BEGIN

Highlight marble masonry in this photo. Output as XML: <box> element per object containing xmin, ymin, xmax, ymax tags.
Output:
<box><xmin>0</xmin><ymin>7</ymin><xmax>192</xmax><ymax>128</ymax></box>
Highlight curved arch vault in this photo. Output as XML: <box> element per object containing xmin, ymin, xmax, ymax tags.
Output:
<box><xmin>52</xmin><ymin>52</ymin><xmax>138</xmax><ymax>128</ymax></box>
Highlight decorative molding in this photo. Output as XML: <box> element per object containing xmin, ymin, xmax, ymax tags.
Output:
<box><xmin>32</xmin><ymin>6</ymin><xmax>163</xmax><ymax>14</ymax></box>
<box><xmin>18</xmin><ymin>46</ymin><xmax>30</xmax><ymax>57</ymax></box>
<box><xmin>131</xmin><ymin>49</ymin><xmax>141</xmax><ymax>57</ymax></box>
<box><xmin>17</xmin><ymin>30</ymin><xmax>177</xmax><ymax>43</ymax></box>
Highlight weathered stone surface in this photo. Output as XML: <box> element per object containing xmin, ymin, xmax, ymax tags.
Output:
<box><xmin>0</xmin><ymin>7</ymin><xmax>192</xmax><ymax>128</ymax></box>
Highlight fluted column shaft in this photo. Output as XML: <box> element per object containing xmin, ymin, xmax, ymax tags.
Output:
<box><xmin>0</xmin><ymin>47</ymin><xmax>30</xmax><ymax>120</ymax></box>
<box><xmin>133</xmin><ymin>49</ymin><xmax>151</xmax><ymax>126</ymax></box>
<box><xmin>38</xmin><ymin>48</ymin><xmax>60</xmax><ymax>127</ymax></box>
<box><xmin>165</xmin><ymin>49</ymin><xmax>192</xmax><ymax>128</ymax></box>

END

**WHAT TO WORK ON**
Can you reproduce all of the data above, line for line and character for character, with nothing changed?

**RESULT OF THIS EXERCISE**
Highlight marble masonry in this photo. Output as XML: <box> element per object containing xmin, ymin, xmax, ymax tags.
Output:
<box><xmin>0</xmin><ymin>7</ymin><xmax>192</xmax><ymax>128</ymax></box>
Highlight curved arch vault in this photo. Output as XML: <box> element per object containing xmin, ymin, xmax, ymax tags.
Output:
<box><xmin>52</xmin><ymin>52</ymin><xmax>138</xmax><ymax>128</ymax></box>
Highlight decorative molding in this photo. Output as XML: <box> element per object containing xmin, ymin, xmax, ymax tags.
Output:
<box><xmin>32</xmin><ymin>6</ymin><xmax>163</xmax><ymax>14</ymax></box>
<box><xmin>18</xmin><ymin>46</ymin><xmax>30</xmax><ymax>57</ymax></box>
<box><xmin>131</xmin><ymin>49</ymin><xmax>141</xmax><ymax>57</ymax></box>
<box><xmin>17</xmin><ymin>30</ymin><xmax>177</xmax><ymax>43</ymax></box>
Highlight weathered stone surface in this photo. Output as XML: <box> element per object containing xmin, ymin, xmax, ymax tags.
Output:
<box><xmin>0</xmin><ymin>7</ymin><xmax>192</xmax><ymax>128</ymax></box>
Highlight fluted column shaft in this photo. Output as XML: <box> element per object containing xmin, ymin, xmax, ymax tags.
Output:
<box><xmin>0</xmin><ymin>47</ymin><xmax>30</xmax><ymax>120</ymax></box>
<box><xmin>133</xmin><ymin>49</ymin><xmax>151</xmax><ymax>126</ymax></box>
<box><xmin>38</xmin><ymin>48</ymin><xmax>60</xmax><ymax>127</ymax></box>
<box><xmin>165</xmin><ymin>49</ymin><xmax>192</xmax><ymax>128</ymax></box>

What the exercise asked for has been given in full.